Objectif 1: Quelles lignes des rangées contiennent le mot « white » ? Trouvez-les et recopiez-les toutes.

---- Texte extrait

La légitimité du métier de concepteur lumière

VIRGINIE NICOLAS (PDTE DE L’ACE)

En tant que présidente de l’ACE (Association des concepteurs lumière et éclairagistes), Virginie Nicolas poursuit la défense de la légitimité de concepteur lumière. Elle entrevoit de nombreuses évolutions positives, ainsi que quelques mutations, tout en formulant certains souhaits.

Pour Virginie Nicolas, l’exemple d’XPO1 est passionnant. Neuf associations réunissant les métiers de l’exposition, représentant des centaines de professionnels, échangent depuis 6 mois pour s’aider mutuellement, se faire reconnaître et réfléchir à l’amélioration des pratiques par le dialogue et l’émulation. Cette approche anti-compétitive et amicale (les membres sont confrères, concurrents, clients, cotraitants, sous-traitants…), espère-t-elle, « devrait se développer de manière transversale dans tous nos champs d’intervention ». Mais pour cela, estime-t- elle, « il faut construire une vraie culture du dialogue, de l’efficacité et du compromis ». À enseigner au plus tôt aux étudiants !

--------

Objectif 2: Reproduisez à l'identique le passage du texte sur le métier de concepteur lumière situé entre « La légitimité du » et « formulant certains souhaits. », ces deux bornes comprises.

---- Extraits des rangées

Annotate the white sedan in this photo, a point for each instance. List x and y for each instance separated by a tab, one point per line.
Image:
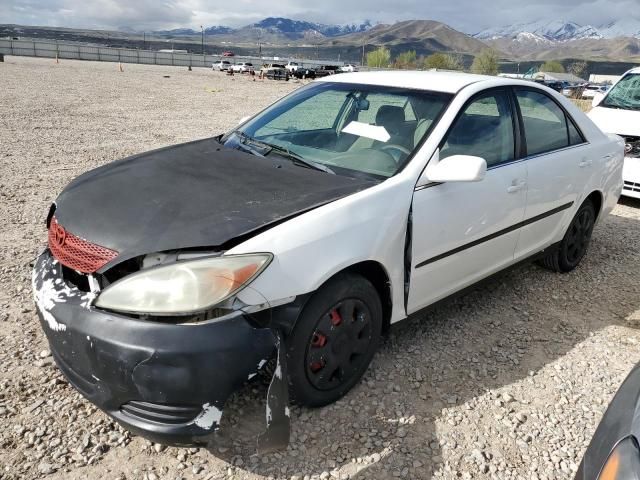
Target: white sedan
300	236
618	111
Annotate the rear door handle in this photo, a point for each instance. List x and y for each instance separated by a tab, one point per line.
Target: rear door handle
516	187
586	162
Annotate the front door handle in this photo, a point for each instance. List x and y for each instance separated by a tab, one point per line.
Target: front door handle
516	187
585	162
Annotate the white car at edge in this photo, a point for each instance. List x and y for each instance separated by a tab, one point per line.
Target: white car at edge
618	111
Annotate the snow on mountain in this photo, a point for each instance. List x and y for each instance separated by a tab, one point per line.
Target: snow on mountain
626	27
527	37
298	27
562	31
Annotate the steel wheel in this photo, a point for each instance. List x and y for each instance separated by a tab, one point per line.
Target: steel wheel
334	340
579	235
575	243
339	344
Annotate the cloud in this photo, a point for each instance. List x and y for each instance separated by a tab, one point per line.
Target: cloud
465	15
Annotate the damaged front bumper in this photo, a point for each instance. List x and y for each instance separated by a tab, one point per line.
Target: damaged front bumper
163	381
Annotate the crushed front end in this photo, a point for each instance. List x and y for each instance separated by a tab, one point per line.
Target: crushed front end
163	380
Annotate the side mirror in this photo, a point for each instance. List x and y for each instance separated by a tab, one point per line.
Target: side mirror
457	168
597	98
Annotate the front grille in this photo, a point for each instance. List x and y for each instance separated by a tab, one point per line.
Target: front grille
161	413
632	147
630	186
75	252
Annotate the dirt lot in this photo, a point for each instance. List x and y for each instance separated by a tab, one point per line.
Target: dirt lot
506	382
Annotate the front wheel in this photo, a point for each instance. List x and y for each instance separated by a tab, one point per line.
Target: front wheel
575	243
334	340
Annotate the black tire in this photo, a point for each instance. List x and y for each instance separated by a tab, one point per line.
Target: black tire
575	243
334	340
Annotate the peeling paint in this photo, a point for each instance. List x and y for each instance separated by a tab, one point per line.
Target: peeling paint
49	291
209	416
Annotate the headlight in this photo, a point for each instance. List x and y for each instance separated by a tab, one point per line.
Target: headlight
183	287
623	463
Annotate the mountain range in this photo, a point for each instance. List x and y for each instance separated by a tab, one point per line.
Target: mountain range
562	31
528	42
277	27
559	39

--------

Réponse rédigée 1:
Annotate the white sedan in this photo, a point for each instance. List x and y for each instance separated by a tab, one point per line.
Target: white sedan
Annotate the white car at edge in this photo, a point for each instance. List x and y for each instance separated by a tab, one point per line.
Target: white car at edge

Réponse rédigée 2:
La légitimité du métier de concepteur lumière

VIRGINIE NICOLAS (PDTE DE L’ACE)

En tant que présidente de l’ACE (Association des concepteurs lumière et éclairagistes), Virginie Nicolas poursuit la défense de la légitimité de concepteur lumière. Elle entrevoit de nombreuses évolutions positives, ainsi que quelques mutations, tout en formulant certains souhaits.